▶ [TASK TO COMPLETE]
Copy out every one of the following lines word for word, keeping each character as it is.

▶ [RECORDS]
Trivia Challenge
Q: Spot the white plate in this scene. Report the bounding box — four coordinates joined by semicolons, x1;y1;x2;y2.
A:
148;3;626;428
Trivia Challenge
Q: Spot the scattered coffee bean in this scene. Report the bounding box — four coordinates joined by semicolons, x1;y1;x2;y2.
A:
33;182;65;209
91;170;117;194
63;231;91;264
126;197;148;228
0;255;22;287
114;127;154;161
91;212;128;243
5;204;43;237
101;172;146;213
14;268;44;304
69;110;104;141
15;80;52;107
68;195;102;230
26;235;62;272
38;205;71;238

▶ [WRITTEN SOLUTION]
Trivia Challenge
Q: Spot the white plate in this scene. Report the bounding box — four coordinates joined by semicolons, x1;y1;x2;y2.
A:
148;3;626;428
Trivia Challenge
Q: Spot the scattered coffee bean in this scene. Report the bounding box — four coordinates joined by semicolons, x1;y1;x2;y2.
A:
33;182;65;209
91;170;117;194
63;231;91;264
126;197;148;228
0;255;22;287
114;127;154;161
91;212;128;243
5;204;43;237
101;172;146;213
14;268;44;304
69;110;104;141
15;80;52;107
68;195;102;230
26;235;62;272
38;205;71;238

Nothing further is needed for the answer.